■ **Page text**

In 2012, she republished At Home on the Range, a 1947 cookbook written by her great-grandmother, the food columnist Margaret Yardley Potter. Apply
Gilbert returned to fiction in 2013 with The Signature of All Things, a sprawling 19th-century style novel following the life of a young female botonist. The book brings together that century's fascination with botany, botanical drawing, spiritual inquiry, exploration, and evolution. Kirkus Reviews called it "a brilliant exercise of intellect and imagination," and Booklist a "must read."
Literary influences
In an interview, Gilbert mentioned The Wizard of Oz with nostalgia, adding, "I am a writer today because I learned to love reading as a child—and mostly on account of the Oz books..." She is especially vocal about the importance of Charles Dickens to her, mentioning his stylistic influence on her writing in many interviews. She lists Marcus Aurelius' Meditations as her favorite book on philosophy. (Adapted from Wikipedia. Retrieved 9/16/2013.)
Book Reviews
[The] open-endedness, [the] refusal of received literary templates, is what makes City of Girls worth reading. It's not a simple-minded polemic about sexual freedom and not an operatic downer; rather, it's the story of a conflicted, solitary woman who's made an independent life as best she can. If the usual narrative shapes don't fit her experience—and they don't fit most lives—neither she nor her creator seems to be worrying about it.
David Gates - New York Times Book Review
Unfortunately, what should have been a mere 300-page novel became a 470-page tome. The best and worst thing that can be said about City of Girls is that it’s perfectly pleasant.… [I]t demands only stamina from its readers. Not that it’s without charm.… [Gilbert's] got a good ear for the arch repartee of 1940s comedy.… Novels so rarely get better [so] I was shocked to discover that the ending of City of Girls is genuinely moving.… [I]t’s a delight to see Gilbert finally invest these characters with some real emotional heft and complexity.
Ron Charles- Washington Post
[A] sometimes maddening, something frothy, and ultimately a punch-to-the-heart reminiscence.… [I]t’s hard to avoid growing impatient… [feeling] as though the best part of the story is waiting in the wings.… But the wait is not without its delights.… [T]he whole tone and texture of the novel dramatically change, becoming a more moving, haunting, and absolutely profound meditation on love, loss, friendship, and all the extraordinary ways people manage to live their lives.… [D]eliciously refreshing as a fizzy summer drink, but truly, in its second half, it’s also more like fine wine, thoughtfully crafted to be savored for its benefits.
Boston Globe
In other hands, this novel could have had all the adventure and enjoyment, but none of the depth; instead [Gilbert] makes it into a glorious, multilayered, emotionally astute celebration of womanhood. It would be easy to dismiss City of Girls as joyous escapism, and God knows there’s little enough of that around right now. But look more closely and what you’ll see is an eloquently persuasive treatise on the judgment and punishment of women, and a heartfelt call to reclaim female sexual agency.
Guardian (UK)
Gilbert spares her heroine anything resembling trauma.… I won’t spoil the dramatic fulcrum of the plot. But I will say that… some of the most dramatic moments in the novel may feel overly mechanistic. Is Vivian’s faux pas fully motivated? Likewise, is the pathos of the late-in-life love relationship convincing, or does it feel more like an idea grafted into the story to prove the Gilbert ethos that love is good even when unconventional? Still,… lush prose and firm belief in love… suffuses City of Girls.

■ **Data shown**
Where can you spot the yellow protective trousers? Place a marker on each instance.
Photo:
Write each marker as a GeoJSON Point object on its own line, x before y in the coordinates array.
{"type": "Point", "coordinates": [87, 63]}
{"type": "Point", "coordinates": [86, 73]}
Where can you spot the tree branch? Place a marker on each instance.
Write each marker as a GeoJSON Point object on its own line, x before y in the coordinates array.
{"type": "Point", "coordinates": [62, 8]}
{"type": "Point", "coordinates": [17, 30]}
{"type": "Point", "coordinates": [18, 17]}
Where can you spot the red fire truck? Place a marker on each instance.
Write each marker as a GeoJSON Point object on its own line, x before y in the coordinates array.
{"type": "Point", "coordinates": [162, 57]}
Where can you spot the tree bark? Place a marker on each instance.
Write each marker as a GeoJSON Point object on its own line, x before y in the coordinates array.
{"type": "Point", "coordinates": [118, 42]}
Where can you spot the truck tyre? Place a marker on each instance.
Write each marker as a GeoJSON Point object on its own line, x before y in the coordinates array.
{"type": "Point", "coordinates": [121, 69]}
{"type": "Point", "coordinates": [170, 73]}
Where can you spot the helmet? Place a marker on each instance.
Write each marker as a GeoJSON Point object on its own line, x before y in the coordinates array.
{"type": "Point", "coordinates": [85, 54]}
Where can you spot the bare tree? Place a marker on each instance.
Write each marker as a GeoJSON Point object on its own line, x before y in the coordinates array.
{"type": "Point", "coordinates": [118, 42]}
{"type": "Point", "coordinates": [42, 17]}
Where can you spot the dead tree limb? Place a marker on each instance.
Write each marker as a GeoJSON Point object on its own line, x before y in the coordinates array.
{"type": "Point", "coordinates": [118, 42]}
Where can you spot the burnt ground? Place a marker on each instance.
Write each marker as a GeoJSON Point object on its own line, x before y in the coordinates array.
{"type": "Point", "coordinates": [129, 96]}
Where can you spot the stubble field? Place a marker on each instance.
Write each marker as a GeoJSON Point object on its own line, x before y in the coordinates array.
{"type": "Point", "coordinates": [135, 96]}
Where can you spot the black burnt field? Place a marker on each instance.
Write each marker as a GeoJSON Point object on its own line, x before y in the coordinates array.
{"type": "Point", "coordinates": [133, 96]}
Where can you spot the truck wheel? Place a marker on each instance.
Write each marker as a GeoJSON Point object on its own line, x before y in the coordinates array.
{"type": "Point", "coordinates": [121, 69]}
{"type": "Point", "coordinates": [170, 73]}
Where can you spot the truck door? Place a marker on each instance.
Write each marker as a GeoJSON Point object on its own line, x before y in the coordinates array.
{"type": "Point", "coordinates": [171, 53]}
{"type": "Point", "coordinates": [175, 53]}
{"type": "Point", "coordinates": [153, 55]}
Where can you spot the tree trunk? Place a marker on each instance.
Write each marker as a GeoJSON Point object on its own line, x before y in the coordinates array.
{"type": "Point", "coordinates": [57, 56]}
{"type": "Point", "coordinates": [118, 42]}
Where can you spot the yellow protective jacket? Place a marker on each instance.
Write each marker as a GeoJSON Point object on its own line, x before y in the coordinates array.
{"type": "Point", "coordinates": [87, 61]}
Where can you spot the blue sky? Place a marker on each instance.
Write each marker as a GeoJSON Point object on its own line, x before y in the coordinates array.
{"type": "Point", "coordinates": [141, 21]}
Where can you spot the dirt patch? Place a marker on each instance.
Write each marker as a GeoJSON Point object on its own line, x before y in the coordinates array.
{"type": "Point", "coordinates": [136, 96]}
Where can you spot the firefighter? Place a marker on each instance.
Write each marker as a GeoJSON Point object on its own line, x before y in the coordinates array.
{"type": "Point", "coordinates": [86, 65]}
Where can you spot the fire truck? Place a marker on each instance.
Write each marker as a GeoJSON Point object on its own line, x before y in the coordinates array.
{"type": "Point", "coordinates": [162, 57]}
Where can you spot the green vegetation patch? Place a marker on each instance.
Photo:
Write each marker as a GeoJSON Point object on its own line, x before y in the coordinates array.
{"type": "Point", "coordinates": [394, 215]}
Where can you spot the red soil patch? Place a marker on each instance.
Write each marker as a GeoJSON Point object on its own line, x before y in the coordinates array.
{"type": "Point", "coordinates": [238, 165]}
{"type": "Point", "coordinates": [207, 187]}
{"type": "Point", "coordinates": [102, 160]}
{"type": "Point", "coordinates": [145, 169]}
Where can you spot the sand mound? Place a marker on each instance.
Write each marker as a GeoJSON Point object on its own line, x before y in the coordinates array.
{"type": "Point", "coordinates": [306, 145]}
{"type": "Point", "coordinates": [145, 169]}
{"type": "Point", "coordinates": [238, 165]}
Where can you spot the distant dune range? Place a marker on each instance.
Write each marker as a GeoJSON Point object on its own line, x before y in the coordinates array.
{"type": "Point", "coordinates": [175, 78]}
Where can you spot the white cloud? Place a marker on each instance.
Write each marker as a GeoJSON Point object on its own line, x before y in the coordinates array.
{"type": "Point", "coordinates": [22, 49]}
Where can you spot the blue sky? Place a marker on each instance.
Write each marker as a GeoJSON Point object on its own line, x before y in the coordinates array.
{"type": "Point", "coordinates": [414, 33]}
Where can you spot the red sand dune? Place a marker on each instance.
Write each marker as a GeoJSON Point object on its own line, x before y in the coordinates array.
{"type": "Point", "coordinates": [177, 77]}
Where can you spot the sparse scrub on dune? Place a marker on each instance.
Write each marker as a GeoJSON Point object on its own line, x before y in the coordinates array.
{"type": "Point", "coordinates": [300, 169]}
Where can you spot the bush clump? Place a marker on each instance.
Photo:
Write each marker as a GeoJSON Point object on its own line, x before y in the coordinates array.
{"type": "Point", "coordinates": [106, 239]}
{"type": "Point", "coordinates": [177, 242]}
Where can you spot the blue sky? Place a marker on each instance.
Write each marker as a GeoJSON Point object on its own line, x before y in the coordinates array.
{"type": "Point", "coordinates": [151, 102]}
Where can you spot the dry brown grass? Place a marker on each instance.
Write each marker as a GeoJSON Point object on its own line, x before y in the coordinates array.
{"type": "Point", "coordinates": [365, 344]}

■ **Task list**
1. List every publication that the page on Gilbert quotes or cites for its opinion of one of her novels.
2. Using the page on Gilbert, rewrite the paragraph beginning "In an interview, Gilbert mentioned" as a short list that keeps its main facts.
3. Transcribe the part of the page on Gilbert that opens with the words "Gilbert spares her" and closes with "City of Girls.".
The data comes from a different source than the page on Gilbert.

■ **Task responses**
1.
Kirkus Reviews
Booklist
New York Times Book Review
Washington Post
Boston Globe
Guardian (UK)

2.
- Gilbert says she became a writer because she learned to love reading as a child, mostly on account of the Oz books.
- She often names Charles Dickens as an important stylistic influence on her writing.
- Her favorite book on philosophy is Marcus Aurelius' Meditations.

3.
Gilbert spares her heroine anything resembling trauma.… I won’t spoil the dramatic fulcrum of the plot. But I will say that… some of the most dramatic moments in the novel may feel overly mechanistic. Is Vivian’s faux pas fully motivated? Likewise, is the pathos of the late-in-life love relationship convincing, or does it feel more like an idea grafted into the story to prove the Gilbert ethos that love is good even when unconventional? Still,… lush prose and firm belief in love… suffuses City of Girls.